» What to work on: Count the lines in the items below that contain the string "hair". Give only the number.

Pointing dataset excerpts:
start

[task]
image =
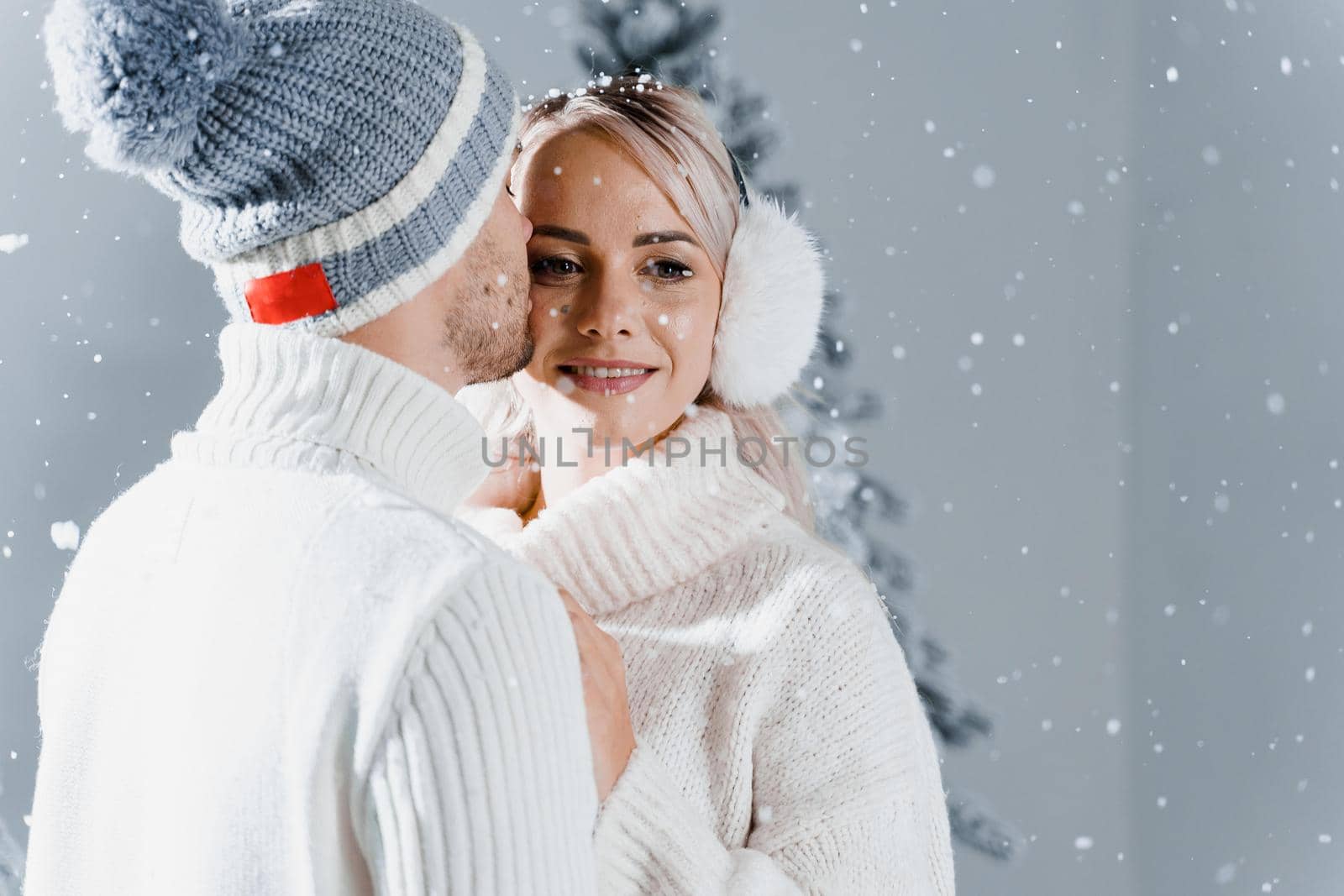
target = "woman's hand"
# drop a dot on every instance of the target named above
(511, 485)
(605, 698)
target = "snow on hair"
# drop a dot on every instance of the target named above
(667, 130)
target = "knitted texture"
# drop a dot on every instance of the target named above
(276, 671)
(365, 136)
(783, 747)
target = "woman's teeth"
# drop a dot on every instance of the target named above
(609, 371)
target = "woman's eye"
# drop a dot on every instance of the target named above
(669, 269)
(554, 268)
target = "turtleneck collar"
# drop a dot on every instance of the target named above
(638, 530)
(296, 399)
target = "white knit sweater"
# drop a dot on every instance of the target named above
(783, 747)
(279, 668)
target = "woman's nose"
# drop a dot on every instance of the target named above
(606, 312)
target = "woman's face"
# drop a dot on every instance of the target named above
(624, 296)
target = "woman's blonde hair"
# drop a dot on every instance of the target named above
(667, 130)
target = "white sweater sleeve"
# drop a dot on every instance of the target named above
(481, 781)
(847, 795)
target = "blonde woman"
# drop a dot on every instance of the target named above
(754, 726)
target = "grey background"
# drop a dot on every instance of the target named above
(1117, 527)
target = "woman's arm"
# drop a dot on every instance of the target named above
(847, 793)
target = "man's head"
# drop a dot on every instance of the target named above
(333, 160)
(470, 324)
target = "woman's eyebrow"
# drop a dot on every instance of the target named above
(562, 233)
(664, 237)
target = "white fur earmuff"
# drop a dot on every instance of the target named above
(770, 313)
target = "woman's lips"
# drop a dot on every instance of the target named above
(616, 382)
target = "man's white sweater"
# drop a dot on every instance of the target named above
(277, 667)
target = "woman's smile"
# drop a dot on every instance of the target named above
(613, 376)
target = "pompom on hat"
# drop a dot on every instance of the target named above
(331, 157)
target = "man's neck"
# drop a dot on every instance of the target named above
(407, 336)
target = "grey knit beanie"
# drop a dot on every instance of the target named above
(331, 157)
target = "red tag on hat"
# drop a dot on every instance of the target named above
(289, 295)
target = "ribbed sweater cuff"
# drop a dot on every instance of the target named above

end
start

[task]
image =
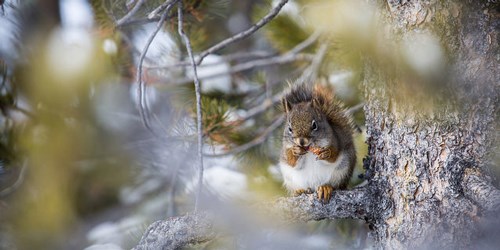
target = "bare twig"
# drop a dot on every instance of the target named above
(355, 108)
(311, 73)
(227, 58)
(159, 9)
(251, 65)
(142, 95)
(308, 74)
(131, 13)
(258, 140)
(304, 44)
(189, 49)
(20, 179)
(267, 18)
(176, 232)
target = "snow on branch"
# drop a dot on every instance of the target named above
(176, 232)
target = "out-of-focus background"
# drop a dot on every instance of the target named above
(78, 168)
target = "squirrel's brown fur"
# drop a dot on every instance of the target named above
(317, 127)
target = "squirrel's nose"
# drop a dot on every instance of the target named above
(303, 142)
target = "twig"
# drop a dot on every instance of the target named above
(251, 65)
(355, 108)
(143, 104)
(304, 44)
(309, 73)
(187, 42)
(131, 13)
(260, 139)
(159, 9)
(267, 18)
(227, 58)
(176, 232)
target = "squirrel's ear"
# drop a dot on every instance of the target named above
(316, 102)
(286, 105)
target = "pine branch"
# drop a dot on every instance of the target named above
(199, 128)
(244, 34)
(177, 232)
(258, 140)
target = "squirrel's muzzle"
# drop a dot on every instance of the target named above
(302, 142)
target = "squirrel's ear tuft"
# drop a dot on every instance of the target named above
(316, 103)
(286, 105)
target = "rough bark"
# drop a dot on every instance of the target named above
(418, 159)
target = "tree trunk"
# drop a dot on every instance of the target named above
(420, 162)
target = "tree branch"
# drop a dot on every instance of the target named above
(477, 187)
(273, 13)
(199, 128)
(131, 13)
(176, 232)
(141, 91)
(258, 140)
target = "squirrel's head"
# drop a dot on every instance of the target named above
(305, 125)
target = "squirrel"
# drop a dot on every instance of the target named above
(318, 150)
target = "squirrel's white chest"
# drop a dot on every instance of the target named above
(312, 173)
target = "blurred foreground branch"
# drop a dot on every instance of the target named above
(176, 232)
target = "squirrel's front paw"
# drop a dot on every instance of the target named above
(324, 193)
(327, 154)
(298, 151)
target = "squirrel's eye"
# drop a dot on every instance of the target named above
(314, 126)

end

» Reply: 2